| AVAILABLE DATA |
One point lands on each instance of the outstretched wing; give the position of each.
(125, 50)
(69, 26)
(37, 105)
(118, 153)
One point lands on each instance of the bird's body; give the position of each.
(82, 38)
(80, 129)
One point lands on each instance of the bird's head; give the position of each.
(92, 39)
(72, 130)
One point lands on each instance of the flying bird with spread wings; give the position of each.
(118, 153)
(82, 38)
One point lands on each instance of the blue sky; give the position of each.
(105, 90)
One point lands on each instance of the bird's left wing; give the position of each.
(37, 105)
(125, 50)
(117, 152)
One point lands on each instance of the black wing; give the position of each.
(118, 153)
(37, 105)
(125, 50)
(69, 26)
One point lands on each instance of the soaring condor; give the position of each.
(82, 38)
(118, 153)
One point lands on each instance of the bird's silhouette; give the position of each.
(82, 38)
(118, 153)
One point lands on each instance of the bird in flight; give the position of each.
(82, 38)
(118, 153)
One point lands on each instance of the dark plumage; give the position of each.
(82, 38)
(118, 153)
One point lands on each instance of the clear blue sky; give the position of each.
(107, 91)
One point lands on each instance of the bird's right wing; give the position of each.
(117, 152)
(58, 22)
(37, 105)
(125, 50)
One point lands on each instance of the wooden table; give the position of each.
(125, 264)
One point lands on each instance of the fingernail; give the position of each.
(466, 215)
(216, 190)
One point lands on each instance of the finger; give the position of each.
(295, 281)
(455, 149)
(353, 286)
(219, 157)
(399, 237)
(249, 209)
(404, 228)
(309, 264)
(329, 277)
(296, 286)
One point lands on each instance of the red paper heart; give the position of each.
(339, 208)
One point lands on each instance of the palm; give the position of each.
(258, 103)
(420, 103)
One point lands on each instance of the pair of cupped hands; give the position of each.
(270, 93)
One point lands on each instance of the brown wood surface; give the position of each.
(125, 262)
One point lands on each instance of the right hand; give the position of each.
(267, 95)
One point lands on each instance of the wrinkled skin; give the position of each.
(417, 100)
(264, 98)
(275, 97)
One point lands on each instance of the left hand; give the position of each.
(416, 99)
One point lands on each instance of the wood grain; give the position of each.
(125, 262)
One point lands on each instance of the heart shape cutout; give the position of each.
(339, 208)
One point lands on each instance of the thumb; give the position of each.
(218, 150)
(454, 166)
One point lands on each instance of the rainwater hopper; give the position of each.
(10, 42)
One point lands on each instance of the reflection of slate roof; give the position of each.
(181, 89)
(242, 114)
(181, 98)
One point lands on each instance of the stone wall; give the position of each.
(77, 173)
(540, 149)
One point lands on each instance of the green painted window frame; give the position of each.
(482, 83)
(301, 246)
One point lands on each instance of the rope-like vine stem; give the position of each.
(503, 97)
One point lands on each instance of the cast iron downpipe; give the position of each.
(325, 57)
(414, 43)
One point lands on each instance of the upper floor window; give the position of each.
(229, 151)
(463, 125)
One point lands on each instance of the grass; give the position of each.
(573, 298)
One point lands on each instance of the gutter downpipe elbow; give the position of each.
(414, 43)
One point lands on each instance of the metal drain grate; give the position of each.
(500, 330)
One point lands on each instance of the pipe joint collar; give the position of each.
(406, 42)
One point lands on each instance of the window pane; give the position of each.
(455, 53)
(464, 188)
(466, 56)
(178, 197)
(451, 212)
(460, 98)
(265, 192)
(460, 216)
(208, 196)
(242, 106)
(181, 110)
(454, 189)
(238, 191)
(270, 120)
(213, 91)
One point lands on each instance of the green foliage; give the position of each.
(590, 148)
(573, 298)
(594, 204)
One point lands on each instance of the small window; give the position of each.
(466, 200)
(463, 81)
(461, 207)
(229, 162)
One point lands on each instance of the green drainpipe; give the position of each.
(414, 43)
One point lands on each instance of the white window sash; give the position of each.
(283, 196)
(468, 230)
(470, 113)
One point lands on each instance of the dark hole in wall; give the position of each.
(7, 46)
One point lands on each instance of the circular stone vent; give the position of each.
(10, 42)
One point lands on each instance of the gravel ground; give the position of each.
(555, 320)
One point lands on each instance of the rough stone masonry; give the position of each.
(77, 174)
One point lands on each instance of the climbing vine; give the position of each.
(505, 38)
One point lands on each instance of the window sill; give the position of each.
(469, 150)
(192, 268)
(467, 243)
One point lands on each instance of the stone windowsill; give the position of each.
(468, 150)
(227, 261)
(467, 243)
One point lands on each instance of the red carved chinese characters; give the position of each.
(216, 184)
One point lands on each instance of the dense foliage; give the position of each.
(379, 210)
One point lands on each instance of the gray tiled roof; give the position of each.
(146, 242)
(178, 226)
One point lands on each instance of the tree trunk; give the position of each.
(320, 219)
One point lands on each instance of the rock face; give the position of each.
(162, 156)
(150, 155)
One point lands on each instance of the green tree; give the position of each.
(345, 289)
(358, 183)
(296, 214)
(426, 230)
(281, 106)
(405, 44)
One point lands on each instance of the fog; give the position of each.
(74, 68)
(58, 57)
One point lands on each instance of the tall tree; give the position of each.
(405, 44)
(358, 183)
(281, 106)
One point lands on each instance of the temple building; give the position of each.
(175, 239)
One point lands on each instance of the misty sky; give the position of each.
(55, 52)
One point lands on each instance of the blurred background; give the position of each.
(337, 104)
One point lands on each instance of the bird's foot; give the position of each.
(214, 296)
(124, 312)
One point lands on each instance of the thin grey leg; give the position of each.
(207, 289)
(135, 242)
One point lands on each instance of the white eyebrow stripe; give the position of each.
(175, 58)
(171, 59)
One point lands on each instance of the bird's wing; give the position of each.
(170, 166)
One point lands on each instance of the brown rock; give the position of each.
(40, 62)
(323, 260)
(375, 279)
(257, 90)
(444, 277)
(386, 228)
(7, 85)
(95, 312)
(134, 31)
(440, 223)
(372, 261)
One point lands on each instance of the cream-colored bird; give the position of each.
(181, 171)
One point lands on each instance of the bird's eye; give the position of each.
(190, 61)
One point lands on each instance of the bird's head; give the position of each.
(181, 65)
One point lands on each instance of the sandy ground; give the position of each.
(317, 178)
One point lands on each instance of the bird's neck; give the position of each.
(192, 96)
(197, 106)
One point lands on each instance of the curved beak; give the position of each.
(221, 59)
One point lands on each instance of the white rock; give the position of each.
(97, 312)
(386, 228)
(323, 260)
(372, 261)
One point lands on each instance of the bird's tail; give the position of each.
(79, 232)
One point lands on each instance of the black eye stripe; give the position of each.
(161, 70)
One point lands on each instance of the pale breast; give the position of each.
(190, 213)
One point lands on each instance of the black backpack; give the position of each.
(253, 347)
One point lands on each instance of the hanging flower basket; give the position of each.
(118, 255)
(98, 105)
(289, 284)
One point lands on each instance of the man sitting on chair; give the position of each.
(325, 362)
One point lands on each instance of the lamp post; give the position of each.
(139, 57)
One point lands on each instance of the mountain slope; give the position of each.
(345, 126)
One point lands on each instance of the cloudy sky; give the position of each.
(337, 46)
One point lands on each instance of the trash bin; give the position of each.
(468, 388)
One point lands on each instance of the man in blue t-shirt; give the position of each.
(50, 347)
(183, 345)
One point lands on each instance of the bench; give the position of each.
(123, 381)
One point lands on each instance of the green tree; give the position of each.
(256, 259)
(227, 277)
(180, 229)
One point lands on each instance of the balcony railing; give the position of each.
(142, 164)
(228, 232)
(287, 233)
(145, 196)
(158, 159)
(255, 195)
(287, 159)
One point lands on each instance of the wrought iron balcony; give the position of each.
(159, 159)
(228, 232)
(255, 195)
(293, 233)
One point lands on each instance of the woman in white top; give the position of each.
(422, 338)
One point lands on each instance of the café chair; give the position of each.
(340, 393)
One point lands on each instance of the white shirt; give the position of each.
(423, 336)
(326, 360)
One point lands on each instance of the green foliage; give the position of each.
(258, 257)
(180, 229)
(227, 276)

| TASK TO COMPLETE |
The entries above must be copied verbatim. Leave none out.

| THE ANSWER |
One point lands on each instance of the outstretched wing; give the position of each.
(125, 50)
(69, 26)
(37, 105)
(118, 153)
One point lands on each instance of the bird's body; give the position of each.
(82, 38)
(80, 129)
One point lands on each instance of the bird's head; give the position of each.
(92, 39)
(72, 130)
One point lands on each instance of the flying bird with spread wings; give the position of each.
(118, 153)
(82, 38)
One point lands on each instance of the blue sky; give the position of each.
(105, 90)
One point lands on each instance of the bird's left wing; give the position of each.
(37, 105)
(125, 50)
(117, 152)
One point lands on each instance of the black wing; give the position of each.
(118, 153)
(37, 105)
(125, 50)
(69, 26)
One point lands on each instance of the soaring condor; give the position of each.
(82, 38)
(118, 153)
One point lands on each instance of the bird's silhouette; give the position of each.
(82, 38)
(118, 153)
One point lands on each instance of the bird in flight; give the position of each.
(82, 38)
(118, 153)
One point lands on each instance of the dark plumage; give the position of each.
(82, 38)
(118, 153)
One point lands on each instance of the clear blue sky; give the position of each.
(107, 91)
One point lands on each instance of the bird's right wing; give the position of each.
(117, 152)
(58, 22)
(37, 105)
(125, 50)
One point lands on each instance of the wooden table; give the position of each.
(125, 264)
One point lands on each instance of the fingernail; give the position of each.
(466, 215)
(216, 190)
One point lands on each instance of the finger; give the position of each.
(295, 281)
(455, 149)
(353, 286)
(219, 157)
(399, 237)
(249, 209)
(404, 228)
(309, 264)
(329, 277)
(296, 286)
One point lands on each instance of the red paper heart; give the position of each.
(339, 208)
One point lands on each instance of the palm; give the position of each.
(258, 103)
(420, 103)
One point lands on each instance of the pair of cupped hands; give the position of each.
(270, 93)
One point lands on each instance of the brown wood surface; give the position of each.
(125, 262)
One point lands on each instance of the right hand; give the position of each.
(267, 95)
One point lands on each instance of the wrinkled skin; give the position of each.
(417, 100)
(264, 98)
(275, 97)
One point lands on each instance of the left hand; give the position of each.
(416, 99)
One point lands on each instance of the wood grain; give the position of each.
(125, 262)
One point lands on each instance of the heart shape cutout; give the position of each.
(339, 208)
One point lands on each instance of the thumb; give the position of each.
(218, 150)
(454, 166)
One point lands on each instance of the rainwater hopper; give the position of each.
(10, 42)
One point lands on each instance of the reflection of slate roof; give the position of each.
(181, 89)
(242, 114)
(181, 98)
One point lands on each instance of the stone wall; give the position of each.
(77, 173)
(540, 149)
One point lands on each instance of the green painted window frame; give the position of each.
(482, 83)
(301, 246)
One point lands on each instance of the rope-like vine stem; give the position of each.
(503, 97)
One point lands on each instance of the cast iron downpipe; give the position of each.
(325, 57)
(414, 43)
One point lands on each instance of the upper floor window; give the position of each.
(229, 151)
(463, 125)
One point lands on each instance of the grass; give the position of each.
(573, 298)
One point lands on each instance of the gutter downpipe elbow; give the position of each.
(414, 43)
One point lands on each instance of the metal drain grate; give the position of each.
(500, 330)
One point lands on each instance of the pipe joint collar; give the position of each.
(406, 42)
One point lands on each instance of the window pane; give the position of each.
(455, 53)
(464, 188)
(466, 56)
(178, 197)
(451, 212)
(460, 98)
(265, 192)
(460, 216)
(208, 196)
(242, 106)
(181, 110)
(454, 189)
(238, 191)
(270, 120)
(213, 91)
One point lands on each instance of the green foliage; give the position of each.
(590, 148)
(573, 298)
(594, 204)
One point lands on each instance of the small window; give the position of each.
(466, 200)
(463, 81)
(461, 207)
(229, 162)
One point lands on each instance of the green drainpipe; give the position of each.
(414, 43)
One point lands on each instance of the white window sash; give the position of each.
(283, 196)
(468, 230)
(470, 113)
One point lands on each instance of the dark hole in wall; give the position of each.
(7, 46)
One point lands on each instance of the circular stone vent; give the position of each.
(10, 42)
One point lands on each instance of the gravel ground; give the position of each.
(555, 320)
One point lands on each instance of the rough stone masonry; give the position of each.
(77, 174)
One point lands on each instance of the climbing vine; give the position of each.
(505, 38)
One point lands on each instance of the window sill; give the position of each.
(469, 150)
(192, 268)
(467, 243)
One point lands on each instance of the stone windowsill; give the position of each.
(468, 150)
(227, 261)
(467, 243)
One point lands on each instance of the red carved chinese characters; give the position of each.
(216, 184)
One point lands on each instance of the dense foliage; give the position of each.
(379, 210)
One point lands on each instance of the gray tiled roof; give the position of each.
(146, 242)
(178, 226)
One point lands on each instance of the tree trunk; give the position of each.
(320, 219)
One point lands on each instance of the rock face; give the position of each.
(162, 156)
(150, 155)
One point lands on each instance of the green tree; give the position of each.
(345, 289)
(358, 183)
(296, 214)
(426, 230)
(281, 106)
(405, 44)
One point lands on each instance of the fog; give the position of each.
(74, 68)
(58, 57)
One point lands on each instance of the tall tree; give the position of each.
(405, 44)
(358, 183)
(281, 106)
One point lands on each instance of the temple building; give the position of each.
(175, 239)
One point lands on each instance of the misty sky; give the position of each.
(55, 52)
One point lands on each instance of the blurred background; give the position of each.
(337, 104)
One point lands on each instance of the bird's foot; give the position of each.
(214, 296)
(124, 312)
One point lands on each instance of the thin grey leg; give the position of each.
(207, 289)
(135, 242)
One point lands on each instance of the white eyebrow stripe; give the position of each.
(175, 58)
(171, 59)
One point lands on each instance of the bird's wing; give the position of each.
(170, 166)
One point lands on each instance of the brown rock; give the position of each.
(40, 62)
(323, 260)
(375, 279)
(257, 90)
(444, 277)
(386, 228)
(7, 85)
(95, 312)
(134, 31)
(440, 223)
(372, 261)
One point lands on each instance of the cream-colored bird; give the position of each.
(181, 171)
One point lands on each instance of the bird's eye; give the position of each.
(190, 61)
One point lands on each instance of the bird's head; give the position of each.
(181, 65)
One point lands on each instance of the sandy ground; give the position of each.
(317, 178)
One point lands on each instance of the bird's neck; give the position of each.
(192, 96)
(197, 106)
One point lands on each instance of the curved beak; give the position of each.
(221, 59)
One point lands on each instance of the white rock; give the position of each.
(97, 312)
(386, 228)
(323, 260)
(372, 261)
One point lands on each instance of the bird's tail; give the position of each.
(79, 232)
One point lands on each instance of the black eye stripe; give the position of each.
(161, 70)
One point lands on each instance of the pale breast; give the position of each.
(190, 213)
One point lands on each instance of the black backpack; give the position of each.
(253, 347)
One point lands on each instance of the hanging flower basket; give the position of each.
(118, 255)
(98, 105)
(289, 284)
One point lands on each instance of the man sitting on chair; give the position of each.
(325, 362)
One point lands on each instance of the lamp post; give the position of each.
(139, 57)
One point lands on each instance of the mountain slope; give the position of each.
(345, 126)
One point lands on each instance of the cloudy sky; give the position of each.
(337, 46)
One point lands on each instance of the trash bin; give the position of each.
(468, 388)
One point lands on each instance of the man in blue t-shirt; give the position of each.
(50, 347)
(183, 345)
One point lands on each instance of the bench; give the position of each.
(123, 381)
One point lands on each instance of the green tree; give the position of each.
(256, 259)
(227, 277)
(180, 229)
One point lands on each instance of the balcony railing; give the position of each.
(142, 164)
(228, 232)
(287, 233)
(145, 196)
(158, 159)
(255, 195)
(287, 159)
One point lands on each instance of the wrought iron balcony; give the position of each.
(159, 159)
(228, 232)
(255, 195)
(293, 233)
One point lands on each instance of the woman in white top; give the position of each.
(422, 338)
One point lands on each instance of the café chair; give the position of each.
(340, 393)
One point lands on each instance of the white shirt; give the position of each.
(423, 336)
(326, 360)
One point lands on each instance of the green foliage; give the position of each.
(258, 257)
(180, 229)
(227, 276)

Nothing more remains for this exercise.